● Written problem
Reproduce every line of the data below word for word, changing nothing.

● Items from a data source
--- START ---

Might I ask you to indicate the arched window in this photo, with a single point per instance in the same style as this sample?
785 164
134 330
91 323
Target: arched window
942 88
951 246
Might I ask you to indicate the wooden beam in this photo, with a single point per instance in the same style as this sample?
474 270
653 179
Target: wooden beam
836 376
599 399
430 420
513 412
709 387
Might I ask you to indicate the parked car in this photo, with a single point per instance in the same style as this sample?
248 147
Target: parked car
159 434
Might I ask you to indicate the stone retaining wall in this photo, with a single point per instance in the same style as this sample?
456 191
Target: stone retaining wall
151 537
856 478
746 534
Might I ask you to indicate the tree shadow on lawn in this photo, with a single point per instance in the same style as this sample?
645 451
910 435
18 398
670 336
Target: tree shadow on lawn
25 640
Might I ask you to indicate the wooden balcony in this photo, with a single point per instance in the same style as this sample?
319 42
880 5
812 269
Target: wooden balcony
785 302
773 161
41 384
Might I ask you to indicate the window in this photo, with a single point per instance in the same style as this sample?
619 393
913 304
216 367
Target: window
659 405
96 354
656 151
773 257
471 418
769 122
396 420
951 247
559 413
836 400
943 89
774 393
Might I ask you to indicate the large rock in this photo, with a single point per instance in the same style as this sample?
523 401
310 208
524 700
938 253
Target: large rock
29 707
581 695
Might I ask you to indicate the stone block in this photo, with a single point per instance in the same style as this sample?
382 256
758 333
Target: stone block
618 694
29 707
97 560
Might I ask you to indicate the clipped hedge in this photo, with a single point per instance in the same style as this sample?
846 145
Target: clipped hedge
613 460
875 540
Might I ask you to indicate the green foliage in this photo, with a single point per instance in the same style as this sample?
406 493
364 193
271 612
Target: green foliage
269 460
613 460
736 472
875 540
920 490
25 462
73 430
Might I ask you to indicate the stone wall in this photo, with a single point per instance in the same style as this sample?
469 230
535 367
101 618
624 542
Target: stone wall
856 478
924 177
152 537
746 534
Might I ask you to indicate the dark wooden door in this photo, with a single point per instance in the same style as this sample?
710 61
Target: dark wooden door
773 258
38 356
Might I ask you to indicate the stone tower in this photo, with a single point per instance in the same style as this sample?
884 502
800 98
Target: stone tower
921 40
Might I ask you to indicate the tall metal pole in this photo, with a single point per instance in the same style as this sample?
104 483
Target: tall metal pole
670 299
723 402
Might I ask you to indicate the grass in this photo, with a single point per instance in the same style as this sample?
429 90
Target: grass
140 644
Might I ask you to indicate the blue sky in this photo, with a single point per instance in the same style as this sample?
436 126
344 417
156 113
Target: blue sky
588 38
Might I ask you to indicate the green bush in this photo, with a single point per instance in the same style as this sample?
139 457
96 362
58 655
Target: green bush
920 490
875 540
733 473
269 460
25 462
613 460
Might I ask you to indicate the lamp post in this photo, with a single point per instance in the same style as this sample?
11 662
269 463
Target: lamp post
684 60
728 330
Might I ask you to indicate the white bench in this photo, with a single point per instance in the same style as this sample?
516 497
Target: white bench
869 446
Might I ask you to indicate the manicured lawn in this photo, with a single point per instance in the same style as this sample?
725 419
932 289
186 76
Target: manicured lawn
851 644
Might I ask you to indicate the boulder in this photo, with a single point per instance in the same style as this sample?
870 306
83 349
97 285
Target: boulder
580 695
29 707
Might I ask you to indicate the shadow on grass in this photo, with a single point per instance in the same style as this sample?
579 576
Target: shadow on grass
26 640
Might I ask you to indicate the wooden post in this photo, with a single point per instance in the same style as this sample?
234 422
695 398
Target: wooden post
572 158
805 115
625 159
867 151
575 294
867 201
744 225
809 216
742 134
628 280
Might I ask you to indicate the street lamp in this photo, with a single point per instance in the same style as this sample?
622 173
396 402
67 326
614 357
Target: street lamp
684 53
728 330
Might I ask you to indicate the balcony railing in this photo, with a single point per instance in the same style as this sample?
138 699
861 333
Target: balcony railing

--- END ---

● Reply to the exercise
Might I ask you to indicate the arched window in this photo, with a single point per instance in the same style as this sample?
785 164
134 330
91 323
Target: arched window
942 88
951 246
Might I ask you to indicate the wooden beam in this photo, with a single point per instance in the same style as this sample?
474 270
653 179
Target: wooden beam
836 376
599 399
430 420
513 412
709 387
Might I ask you to indicate the parked car in this photo, with a single point per instance in the same style as this sample?
248 147
Target: parked car
159 434
Might I ask you to indicate the stone retaining wall in this photo, with a single point per instance in the same style as this sample?
456 191
Target: stone retaining wall
151 537
856 478
746 534
Might I ask you to indicate the tree shadow on lawn in this photo, with a single point per instance in the same style as this sample?
645 451
910 435
18 398
670 336
Target: tree shadow on lawn
25 640
Might I ask you to indicate the wooden balcony in this photo, with a single point per instance in the same style as this sample?
319 42
880 5
812 269
Target: wooden balcony
785 302
773 161
41 384
Might I ask you to indicate the window in this photo, with a single point per instance in the same style as this sample?
619 393
913 304
216 367
Target: window
659 405
96 354
656 151
773 257
471 418
769 122
396 420
951 247
559 413
836 400
943 89
774 393
Might I ask you to indicate the large rock in this photo, with a single point per instance in the same style as this sample?
523 401
310 208
524 700
938 253
Target: large rock
29 707
581 695
Might I ask you to indicate the stone block in this photo, with a single point per instance in the same style as this sample?
382 256
758 333
Target: stone block
618 694
29 707
97 560
Might I ask you to indicate the clipped hedge in this photo, with a single point per instance in the same style as this sample?
846 145
Target: clipped hedge
613 460
875 540
Might I ask you to indicate the green foliage in this photo, with a single point per instance in the same style as this sample?
406 493
364 193
271 612
Target: green foliage
269 460
613 460
736 472
875 540
920 490
25 462
73 430
Might I ask you to indicate the stone wall in this photo, with a single point per instance in the same style as this sample?
469 230
535 367
101 618
624 542
Target: stone wall
856 478
924 177
152 537
746 534
Might I ask you to indicate the dark wooden door in this photo, with a single point per instance in the same style as this sample?
710 61
Target: dark wooden door
773 258
38 356
Might I ask you to indicate the stone tower in this photo, with a single point per instance in the same style as this sample?
884 502
800 98
Target: stone tower
921 40
Might I ask you to indicate the tall metal pole in this photo, with a single point per instance in the same style as this sample?
104 483
Target: tall metal pole
670 299
723 402
Might I ask you to indicate the grass in this photo, with a single point per instance in the same style as this sample?
429 90
Target: grass
140 644
Might I ask you to indicate the blue sky in this photo, with a single point per instance in the same style as this sample?
436 126
344 417
156 113
Target: blue sky
588 38
Might I ask you to indicate the green bush in this photo, with a single point per instance in the same style as this sample?
139 457
96 362
58 655
Target: green bush
920 490
875 540
733 473
269 460
25 462
613 460
Might I ask you to indicate the lamp post in this photo, with a single point per instance in the same style as this sample?
11 662
269 463
Target: lamp post
684 60
728 330
Might I ask you to indicate the white bench in this photo, with a single point per instance in the same style as this sample?
516 497
Target: white bench
869 446
Might I ask you to indicate the manicured lawn in this photo, with a single point per instance in the same style as this sample?
725 419
932 289
186 76
Target: manicured lawn
851 644
Might I ask you to indicate the boulder in this photo, with a single point per instance in the same style as this sample?
870 306
83 349
97 285
Target: boulder
580 695
29 707
Might I ask you to indicate the shadow on grass in this photo, with a single point per instance in the same style as this sample?
579 576
Target: shadow on grass
26 640
Might I ask you to indicate the wooden post in this photo, with a single point per instance in the same style as this sample?
234 422
695 398
Target: wooden post
572 158
805 115
625 159
867 151
575 294
867 201
744 225
809 216
742 134
628 280
Might I ask you to indicate the street lamp in this photo, with a single point per instance in the same style as this sample?
622 173
396 402
67 326
614 357
Target: street lamp
684 53
728 330
Might I ask you to indicate the balcony railing in this photo, with a single point per instance in the same style as this sample?
138 699
861 333
Target: balcony railing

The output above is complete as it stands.